AANGELEVERDE TEKST:
──────
En tijdens de eurocrisis zijn de bevoegdheden van bank, commissie en eurogroep opgerekt met behulp van de macht van nachtmerries die politici en eurocraten gebruikten om uitzonderingstoestanden te creëren waarin beginselen van democratie en rechtsstatelijkheid met voeten konden worden getreden. Van het kaliber ‘als de euro valt, valt Europa’. Het had zo uit Politieke theologie van de nazistische jurist Carl Schmitt kunnen komen.

En nu is daar dan Mario Draghi, die op 26 juli 2012, midden in de eurocrisis, de Europese Centrale Bank (ECB) vrijwel in zijn eentje een compleet ander mandaat gaf: niet langer sturen op het inflatiepeil in de hele eurozone, maar alleen nog sturen op de opslag op Zuid-Europese obligaties boven Duitse om ervoor te zorgen dat Spanje, Italië en Frankrijk niet Griekenland achterna gingen. Daarmee kwam in één klap een einde aan de politieke neutraliteit van de ECB, kwam de bank in politiek vaarwater en werden de periodieke vergaderingen van de Governing Council van de ECB steeds meer politieke vergaderingen.
──────
OPDRACHT A:
Op welke datum gaf Mario Draghi de ECB volgens de tekst over de eurocrisis een ander mandaat?
OPDRACHT B:
Neem uit de tekst over de eurocrisis hierboven letterlijk het stuk over dat begint met de woorden "En nu is daar" en eindigt met "meer politieke vergaderingen.".
──────
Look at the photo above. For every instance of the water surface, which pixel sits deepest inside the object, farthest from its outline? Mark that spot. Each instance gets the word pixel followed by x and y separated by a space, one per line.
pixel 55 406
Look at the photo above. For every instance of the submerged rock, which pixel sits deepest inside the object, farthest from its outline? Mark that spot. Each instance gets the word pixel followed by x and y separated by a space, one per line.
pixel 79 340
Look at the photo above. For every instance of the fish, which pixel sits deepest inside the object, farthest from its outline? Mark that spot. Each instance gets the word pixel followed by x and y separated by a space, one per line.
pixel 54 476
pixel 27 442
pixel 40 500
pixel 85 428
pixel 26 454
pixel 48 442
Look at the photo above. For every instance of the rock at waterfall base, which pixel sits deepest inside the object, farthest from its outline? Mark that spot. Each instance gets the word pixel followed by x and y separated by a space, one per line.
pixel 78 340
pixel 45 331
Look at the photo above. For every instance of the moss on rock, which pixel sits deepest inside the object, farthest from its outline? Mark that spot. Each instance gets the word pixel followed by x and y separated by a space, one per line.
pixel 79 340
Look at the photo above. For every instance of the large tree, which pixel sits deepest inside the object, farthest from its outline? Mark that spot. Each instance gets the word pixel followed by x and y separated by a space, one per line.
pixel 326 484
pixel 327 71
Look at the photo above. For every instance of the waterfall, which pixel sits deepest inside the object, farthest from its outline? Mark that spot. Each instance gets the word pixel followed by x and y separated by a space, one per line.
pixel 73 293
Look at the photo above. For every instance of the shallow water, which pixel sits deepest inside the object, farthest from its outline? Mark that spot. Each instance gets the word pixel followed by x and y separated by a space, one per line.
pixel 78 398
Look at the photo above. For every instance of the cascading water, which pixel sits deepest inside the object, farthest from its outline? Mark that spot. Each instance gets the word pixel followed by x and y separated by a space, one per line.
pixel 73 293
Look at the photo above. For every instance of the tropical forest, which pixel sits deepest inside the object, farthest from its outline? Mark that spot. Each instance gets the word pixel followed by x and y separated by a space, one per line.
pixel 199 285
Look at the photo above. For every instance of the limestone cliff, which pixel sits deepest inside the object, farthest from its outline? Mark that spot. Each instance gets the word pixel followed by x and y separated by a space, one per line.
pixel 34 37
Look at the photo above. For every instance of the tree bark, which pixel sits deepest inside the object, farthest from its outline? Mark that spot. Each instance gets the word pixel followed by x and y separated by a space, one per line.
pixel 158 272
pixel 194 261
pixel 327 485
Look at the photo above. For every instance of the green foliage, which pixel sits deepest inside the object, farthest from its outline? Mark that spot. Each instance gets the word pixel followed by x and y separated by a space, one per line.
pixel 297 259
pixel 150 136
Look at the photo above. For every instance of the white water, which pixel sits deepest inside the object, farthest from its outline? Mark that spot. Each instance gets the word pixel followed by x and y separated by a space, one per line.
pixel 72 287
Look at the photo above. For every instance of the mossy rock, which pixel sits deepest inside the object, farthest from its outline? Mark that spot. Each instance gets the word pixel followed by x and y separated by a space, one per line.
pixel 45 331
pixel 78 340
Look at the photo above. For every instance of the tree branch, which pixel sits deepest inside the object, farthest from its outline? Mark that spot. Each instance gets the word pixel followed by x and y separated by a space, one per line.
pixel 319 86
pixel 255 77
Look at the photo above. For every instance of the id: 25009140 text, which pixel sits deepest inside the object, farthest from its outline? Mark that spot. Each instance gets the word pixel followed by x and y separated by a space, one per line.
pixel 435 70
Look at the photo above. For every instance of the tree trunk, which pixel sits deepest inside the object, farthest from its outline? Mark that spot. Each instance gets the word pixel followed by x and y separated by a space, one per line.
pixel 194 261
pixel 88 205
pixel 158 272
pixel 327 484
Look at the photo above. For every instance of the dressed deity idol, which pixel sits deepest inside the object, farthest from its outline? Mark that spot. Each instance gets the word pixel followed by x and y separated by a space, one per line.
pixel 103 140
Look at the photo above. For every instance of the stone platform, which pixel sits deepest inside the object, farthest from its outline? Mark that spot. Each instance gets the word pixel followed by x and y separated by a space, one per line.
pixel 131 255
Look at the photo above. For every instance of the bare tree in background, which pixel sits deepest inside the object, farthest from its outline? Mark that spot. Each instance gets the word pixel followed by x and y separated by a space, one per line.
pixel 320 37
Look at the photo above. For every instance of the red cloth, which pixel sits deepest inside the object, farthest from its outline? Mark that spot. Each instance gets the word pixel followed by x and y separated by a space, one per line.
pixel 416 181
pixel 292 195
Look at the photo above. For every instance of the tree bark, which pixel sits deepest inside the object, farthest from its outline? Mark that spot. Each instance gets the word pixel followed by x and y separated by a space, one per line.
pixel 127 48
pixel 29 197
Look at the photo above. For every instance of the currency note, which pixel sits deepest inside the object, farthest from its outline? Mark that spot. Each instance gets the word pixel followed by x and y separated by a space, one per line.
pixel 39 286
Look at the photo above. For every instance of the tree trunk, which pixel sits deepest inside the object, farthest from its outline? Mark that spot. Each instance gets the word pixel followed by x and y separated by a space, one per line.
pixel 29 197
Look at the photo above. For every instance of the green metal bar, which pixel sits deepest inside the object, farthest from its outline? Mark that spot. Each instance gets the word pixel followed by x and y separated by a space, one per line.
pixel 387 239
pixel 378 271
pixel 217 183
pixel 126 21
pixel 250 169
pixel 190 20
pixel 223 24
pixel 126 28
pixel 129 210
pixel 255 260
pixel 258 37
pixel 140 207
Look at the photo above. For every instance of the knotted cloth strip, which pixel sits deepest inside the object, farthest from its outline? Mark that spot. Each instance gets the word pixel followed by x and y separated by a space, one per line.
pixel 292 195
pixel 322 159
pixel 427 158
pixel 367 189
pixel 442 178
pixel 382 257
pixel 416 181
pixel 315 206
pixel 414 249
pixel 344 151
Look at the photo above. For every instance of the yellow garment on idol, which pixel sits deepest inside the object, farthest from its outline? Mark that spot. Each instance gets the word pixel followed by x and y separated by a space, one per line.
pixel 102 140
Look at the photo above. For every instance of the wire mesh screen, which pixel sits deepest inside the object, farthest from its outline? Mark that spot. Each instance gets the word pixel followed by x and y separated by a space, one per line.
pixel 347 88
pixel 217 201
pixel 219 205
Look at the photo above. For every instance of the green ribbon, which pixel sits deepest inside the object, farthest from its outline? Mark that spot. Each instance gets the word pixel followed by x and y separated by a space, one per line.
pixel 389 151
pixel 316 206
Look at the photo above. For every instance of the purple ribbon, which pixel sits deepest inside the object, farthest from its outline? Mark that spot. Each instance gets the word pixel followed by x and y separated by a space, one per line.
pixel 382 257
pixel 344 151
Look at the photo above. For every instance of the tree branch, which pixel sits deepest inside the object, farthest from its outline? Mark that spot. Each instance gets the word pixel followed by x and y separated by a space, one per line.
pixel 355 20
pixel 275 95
──────
GESCHREVEN ANTWOORD A:
Op 26 juli 2012.

GESCHREVEN ANTWOORD B:
En nu is daar dan Mario Draghi, die op 26 juli 2012, midden in de eurocrisis, de Europese Centrale Bank (ECB) vrijwel in zijn eentje een compleet ander mandaat gaf: niet langer sturen op het inflatiepeil in de hele eurozone, maar alleen nog sturen op de opslag op Zuid-Europese obligaties boven Duitse om ervoor te zorgen dat Spanje, Italië en Frankrijk niet Griekenland achterna gingen. Daarmee kwam in één klap een einde aan de politieke neutraliteit van de ECB, kwam de bank in politiek vaarwater en werden de periodieke vergaderingen van de Governing Council van de ECB steeds meer politieke vergaderingen.